INFORMATION SHOWN:
START

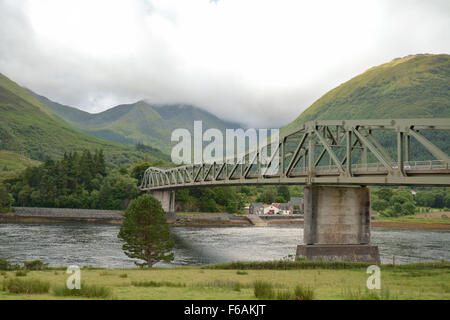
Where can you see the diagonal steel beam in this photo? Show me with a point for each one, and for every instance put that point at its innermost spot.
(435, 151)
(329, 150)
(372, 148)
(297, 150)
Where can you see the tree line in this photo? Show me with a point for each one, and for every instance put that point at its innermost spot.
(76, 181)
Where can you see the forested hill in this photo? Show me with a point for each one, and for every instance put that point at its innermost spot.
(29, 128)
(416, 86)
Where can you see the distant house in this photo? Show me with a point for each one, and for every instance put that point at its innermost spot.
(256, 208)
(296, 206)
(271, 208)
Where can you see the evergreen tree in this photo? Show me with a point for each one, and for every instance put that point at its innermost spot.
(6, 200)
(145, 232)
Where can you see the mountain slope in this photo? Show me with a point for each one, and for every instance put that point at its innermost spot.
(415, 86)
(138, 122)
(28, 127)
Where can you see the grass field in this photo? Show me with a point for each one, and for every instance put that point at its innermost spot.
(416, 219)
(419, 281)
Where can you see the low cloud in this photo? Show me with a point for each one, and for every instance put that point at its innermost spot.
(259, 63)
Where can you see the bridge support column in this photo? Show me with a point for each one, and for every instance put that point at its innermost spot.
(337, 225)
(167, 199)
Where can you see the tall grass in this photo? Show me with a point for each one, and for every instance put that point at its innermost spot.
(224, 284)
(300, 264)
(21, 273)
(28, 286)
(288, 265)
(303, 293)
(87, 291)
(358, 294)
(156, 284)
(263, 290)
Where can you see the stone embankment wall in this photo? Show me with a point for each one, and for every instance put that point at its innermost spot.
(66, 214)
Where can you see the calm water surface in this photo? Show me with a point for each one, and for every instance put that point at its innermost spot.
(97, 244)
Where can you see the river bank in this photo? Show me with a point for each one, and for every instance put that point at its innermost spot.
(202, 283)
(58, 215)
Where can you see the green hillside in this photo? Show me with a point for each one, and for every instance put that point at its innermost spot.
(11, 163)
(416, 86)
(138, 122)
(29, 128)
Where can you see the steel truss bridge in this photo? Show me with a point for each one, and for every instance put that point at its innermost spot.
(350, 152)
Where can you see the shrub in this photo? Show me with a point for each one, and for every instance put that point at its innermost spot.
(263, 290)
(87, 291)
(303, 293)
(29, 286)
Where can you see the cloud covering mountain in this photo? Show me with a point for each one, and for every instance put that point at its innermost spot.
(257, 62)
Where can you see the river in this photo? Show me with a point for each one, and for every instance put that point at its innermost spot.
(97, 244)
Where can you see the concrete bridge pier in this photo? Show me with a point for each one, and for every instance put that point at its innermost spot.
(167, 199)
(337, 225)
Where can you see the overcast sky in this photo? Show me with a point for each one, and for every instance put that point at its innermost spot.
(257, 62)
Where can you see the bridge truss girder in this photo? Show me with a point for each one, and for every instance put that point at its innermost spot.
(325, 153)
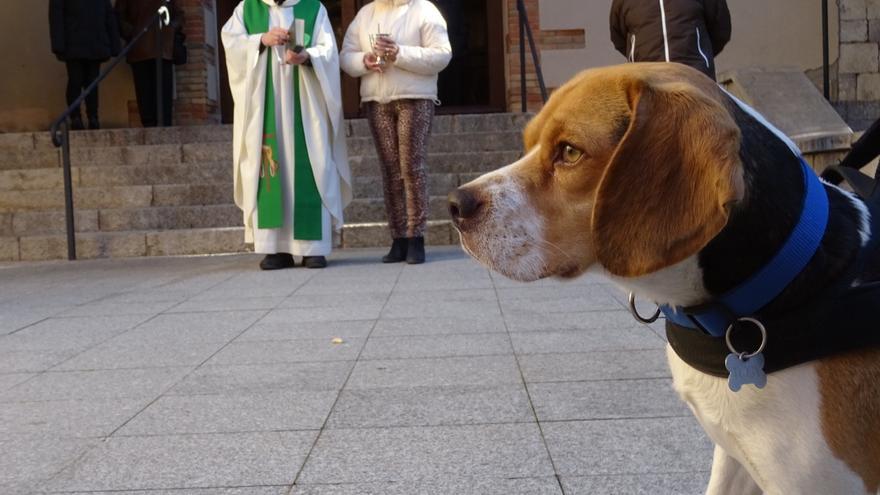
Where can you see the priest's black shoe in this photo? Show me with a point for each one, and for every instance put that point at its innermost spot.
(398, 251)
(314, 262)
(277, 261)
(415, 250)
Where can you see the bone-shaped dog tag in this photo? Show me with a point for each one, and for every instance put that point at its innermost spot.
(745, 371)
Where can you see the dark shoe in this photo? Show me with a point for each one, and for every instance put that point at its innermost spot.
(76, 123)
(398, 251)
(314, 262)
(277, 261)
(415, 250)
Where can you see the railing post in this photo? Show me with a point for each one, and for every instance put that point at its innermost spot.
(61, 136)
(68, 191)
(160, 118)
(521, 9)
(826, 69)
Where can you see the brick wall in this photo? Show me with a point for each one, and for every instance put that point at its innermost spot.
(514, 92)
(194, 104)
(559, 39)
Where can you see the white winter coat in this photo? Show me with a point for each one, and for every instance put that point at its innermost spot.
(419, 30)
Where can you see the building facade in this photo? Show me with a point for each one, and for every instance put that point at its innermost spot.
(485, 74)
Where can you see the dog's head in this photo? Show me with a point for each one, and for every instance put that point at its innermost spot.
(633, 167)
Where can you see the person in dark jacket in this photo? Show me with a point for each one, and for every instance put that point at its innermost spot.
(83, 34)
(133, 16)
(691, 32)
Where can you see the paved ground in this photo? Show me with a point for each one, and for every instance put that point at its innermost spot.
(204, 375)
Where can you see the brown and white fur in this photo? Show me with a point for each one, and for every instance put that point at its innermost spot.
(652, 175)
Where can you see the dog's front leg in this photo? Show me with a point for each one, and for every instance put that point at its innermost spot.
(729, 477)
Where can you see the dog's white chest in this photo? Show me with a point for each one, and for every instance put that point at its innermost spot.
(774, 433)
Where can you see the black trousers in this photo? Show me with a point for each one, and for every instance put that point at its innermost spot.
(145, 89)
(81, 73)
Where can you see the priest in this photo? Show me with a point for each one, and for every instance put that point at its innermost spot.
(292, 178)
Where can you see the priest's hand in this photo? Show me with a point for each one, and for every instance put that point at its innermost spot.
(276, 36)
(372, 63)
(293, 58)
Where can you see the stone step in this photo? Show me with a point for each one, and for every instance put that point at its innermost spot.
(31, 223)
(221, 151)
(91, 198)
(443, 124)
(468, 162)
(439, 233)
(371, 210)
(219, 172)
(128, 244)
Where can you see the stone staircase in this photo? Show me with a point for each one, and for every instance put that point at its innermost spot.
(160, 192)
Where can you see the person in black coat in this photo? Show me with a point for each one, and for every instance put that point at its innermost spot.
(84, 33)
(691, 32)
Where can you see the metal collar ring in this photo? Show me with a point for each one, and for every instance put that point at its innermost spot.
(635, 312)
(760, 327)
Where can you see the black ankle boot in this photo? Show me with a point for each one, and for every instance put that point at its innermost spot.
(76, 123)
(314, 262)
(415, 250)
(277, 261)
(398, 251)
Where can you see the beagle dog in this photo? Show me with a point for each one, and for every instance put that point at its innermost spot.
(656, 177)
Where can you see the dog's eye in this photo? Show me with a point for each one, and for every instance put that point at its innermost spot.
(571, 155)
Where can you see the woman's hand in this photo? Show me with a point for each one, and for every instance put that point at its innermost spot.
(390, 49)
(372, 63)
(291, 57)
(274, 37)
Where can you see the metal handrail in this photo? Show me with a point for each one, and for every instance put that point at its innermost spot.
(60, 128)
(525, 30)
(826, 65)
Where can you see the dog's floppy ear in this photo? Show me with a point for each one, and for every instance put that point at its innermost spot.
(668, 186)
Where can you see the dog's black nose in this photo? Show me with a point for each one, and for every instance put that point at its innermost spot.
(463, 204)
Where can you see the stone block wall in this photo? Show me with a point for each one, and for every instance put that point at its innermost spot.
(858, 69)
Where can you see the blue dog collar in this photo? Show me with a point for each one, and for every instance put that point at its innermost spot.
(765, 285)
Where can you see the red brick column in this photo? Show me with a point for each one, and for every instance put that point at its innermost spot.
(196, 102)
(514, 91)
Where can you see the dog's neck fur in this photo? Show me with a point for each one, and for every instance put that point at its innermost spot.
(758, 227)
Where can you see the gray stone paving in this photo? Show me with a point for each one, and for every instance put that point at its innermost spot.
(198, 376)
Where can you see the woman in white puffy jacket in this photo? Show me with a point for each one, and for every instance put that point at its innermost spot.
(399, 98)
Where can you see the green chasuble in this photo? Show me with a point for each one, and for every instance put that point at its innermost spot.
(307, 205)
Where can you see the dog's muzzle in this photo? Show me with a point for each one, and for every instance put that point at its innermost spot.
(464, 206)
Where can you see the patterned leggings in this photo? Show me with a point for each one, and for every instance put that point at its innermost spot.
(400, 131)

END

TASK TO CARRY OUT:
Will you restate every entry word for word and omit the images?

RESULT:
Where can you see the diagonal steel beam in this photo? Show me with a point for each one, and for every instance put that point at its innermost spot.
(435, 151)
(329, 150)
(372, 148)
(297, 150)
Where can you see the tree line in this photo? Show me with a point for each one, and for every instance put that point at its innermost spot.
(76, 181)
Where can you see the forested hill in this photo? Show me with a point for each one, and for every instance put that point at its innermost spot.
(29, 128)
(416, 86)
Where can you see the distant house in this photo? Show me with a point for each one, and for every instance put that point at its innermost spot.
(256, 208)
(296, 206)
(271, 208)
Where can you see the evergreen tree in this photo? Show me with a point for each one, and for every instance put that point at its innermost spot.
(6, 200)
(145, 232)
Where can you see the mountain slope in this photo? Show me with a point for each one, and for every instance put that point at its innermost spot.
(415, 86)
(138, 122)
(28, 127)
Where can you see the grass field in this photo? Show me with a point for each one, and for every instance put that point at its innermost spot.
(416, 219)
(419, 281)
Where can you see the low cloud in this photo? Show me with a point for each one, and for every instance put that point at its innermost spot.
(259, 63)
Where can you see the bridge support column in this photo? Show me with a point for each one, and for every instance put that point at its innermost spot.
(337, 225)
(167, 199)
Where can you see the tall grass in this photo? Show me with a point for each one, and for every instance put that point at its innermost spot.
(224, 284)
(300, 264)
(21, 273)
(28, 286)
(288, 265)
(303, 293)
(87, 291)
(358, 294)
(156, 284)
(263, 290)
Where can you see the stone embankment wall in this photo? Show me with a point for each one, and for every instance put that point at its innermost spot.
(66, 214)
Where can you see the calm water surface in this photo? Show me with a point for each one, and for every instance put that point at its innermost spot.
(97, 244)
Where can you see the river bank in this photo? Show me with a point for each one, and for every instance put that point at its innermost spot.
(202, 283)
(58, 215)
Where can you see the green hillside in this photo? Show me with a point for each one, and for every instance put that point at its innermost spot.
(11, 163)
(416, 86)
(138, 122)
(29, 128)
Where can you see the steel truss bridge in this photo? Show me with a point for each one, and for every instance put that point at its innermost spot.
(350, 152)
Where can you see the shrub in this photo? Show me with a point for each one, and for every instance put that point at its innermost spot.
(263, 290)
(87, 291)
(303, 293)
(29, 286)
Where can you see the cloud covering mountain in this photo? Show me with a point for each one, and for every instance put that point at its innermost spot.
(257, 62)
Where can you see the river in this photo? Show me with a point for each one, and for every instance put that point at its innermost spot.
(97, 244)
Where can you see the concrete bridge pier in this photo? Show me with a point for each one, and for every instance put that point at its innermost spot.
(167, 199)
(337, 225)
Where can you see the overcast sky in this photo? Show me with a point for each one, and for every instance put that point at its innermost spot.
(257, 62)
Where can you see the bridge truss girder in this photo? Show me with a point for each one, and for every instance put that point at its innermost spot.
(325, 153)
Where can you see the priest's black shoe in this photo? Show me with a point for each one, and for every instance put that point at its innermost spot.
(398, 251)
(314, 262)
(277, 261)
(415, 250)
Where can you see the bone-shaped dog tag in this photo? Show me with a point for each one, and for every instance put that point at its innermost spot.
(745, 371)
Where can you see the dark shoe in this photo? Show me with a point for each one, and for every instance put that point at its innermost spot.
(76, 123)
(398, 251)
(314, 262)
(277, 261)
(415, 250)
Where can you see the railing post in this photo? Show me with a point for each one, and for every instance put that point at its innermost spot.
(61, 136)
(68, 191)
(160, 118)
(521, 9)
(826, 69)
Where can you see the brick wall in this photo? Show me with a point for each one, and for every instance put that point at its innermost spot.
(514, 92)
(194, 104)
(559, 39)
Where can you see the white winter coat in this photo? Show me with a point for each one, and for every instance put that point at its innermost spot.
(419, 30)
Where can you see the building facade in this photo? Show me with a point for each one, and for every instance put that point at its innermost spot.
(485, 74)
Where can you see the dog's head in this photo? Show me with a point for each one, and for every instance put that point at its innermost spot.
(633, 167)
Where can you see the person in dark jacket in this photo? Show me with a point for each one, and for every instance put that point at its innermost spot.
(83, 34)
(133, 16)
(691, 32)
Where can you see the paved ground in this photo? Show me with a point for each one, and for every instance put that point at its innermost spot.
(204, 375)
Where can you see the brown and white fur in this photo? Show me with a point for each one, and for every instance put that point at its innermost spot.
(652, 175)
Where can you see the dog's front leg in this photo? Show me with a point for each one, and for every instance put that point at its innermost spot.
(729, 477)
Where can you see the dog's white chest in this photo? Show me with a point for each one, and for every instance put that point at its innermost spot.
(774, 433)
Where can you see the black trousers in this photo? Show me with a point for each one, and for every instance put that point at its innermost spot.
(145, 89)
(81, 73)
Where can you see the priest in this photo? Show me with a point for each one, and for every instance put that point at its innermost spot.
(292, 178)
Where can you see the priest's hand in this photo? Show me with a point for each one, and for every instance put that point at its innermost spot.
(276, 36)
(372, 63)
(293, 58)
Where can you see the stone step in this photo? Show me with a point for each one, and for every instance put that point at its innermost spot.
(31, 223)
(221, 151)
(91, 198)
(443, 124)
(468, 162)
(439, 233)
(371, 210)
(219, 172)
(128, 244)
Where can you see the stone staircase in this photo? Show me with a point for each one, and for every instance put that point at its innermost spot.
(160, 192)
Where can you see the person in black coat in this photo? Show me with a point for each one, and for every instance put that point at its innermost spot.
(84, 33)
(691, 32)
Where can you see the metal collar ring in this photo? Show me with a point for each one, and for every instance put that point at its innermost spot.
(635, 312)
(760, 327)
Where can you see the black ankle boot in this photo? Show me with a point for each one, and for every instance put that point at its innermost spot.
(76, 123)
(314, 262)
(415, 250)
(277, 261)
(398, 251)
Where can you see the beagle dog in this photo? Show me with a point for each one, and for every instance put that point at its innermost spot.
(656, 177)
Where can you see the dog's eye in this photo? Show me with a point for each one, and for every instance put that point at its innermost spot.
(571, 155)
Where can you see the woman's hand in this photo? Show me with a point for each one, and for every instance put that point at its innermost spot.
(390, 49)
(372, 63)
(291, 57)
(274, 37)
Where can you see the metal handrail in this photo? Show me with a point for each one, and for every instance put that point at its innermost spot.
(60, 128)
(525, 30)
(826, 65)
Where can you see the dog's floppy ear in this photo? Show me with a point for each one, and for every instance put that point at its innermost spot.
(668, 186)
Where can you see the dog's black nose in this photo? Show me with a point for each one, and for every instance put that point at its innermost spot.
(463, 204)
Where can you see the stone block wall in this photo? Show me with a point for each one, and for every instance put that point at its innermost spot.
(858, 69)
Where can you see the blue dog collar in this photo? Show me with a point for each one, and for every instance put that point at its innermost spot.
(765, 285)
Where can you see the red brick column in this photo? Show me with a point for each one, and for every instance put that point at its innermost spot.
(196, 102)
(514, 91)
Where can you see the dog's neck fur in this photo? Show me with a point for each one, and for every instance put that point at its innermost spot.
(758, 227)
Where can you see the gray stone paving in this photo? Show me with a point for each one, and for every instance put that point at its innermost spot.
(198, 376)
Where can you see the woman in white puffy jacket in this photo? Show me with a point for each one, and for every instance put that point at its innermost spot.
(399, 98)
Where can you see the green chasuble in this photo? Show me with a point for each one, and for every instance put that point at its innermost spot.
(307, 205)
Where can you see the dog's muzzle in this photo? Show me with a point for each one, and for every instance put that point at its innermost spot.
(464, 206)
Where can you see the patterned leggings in this photo? Show me with a point for each one, and for every instance put that point at its innermost spot.
(400, 131)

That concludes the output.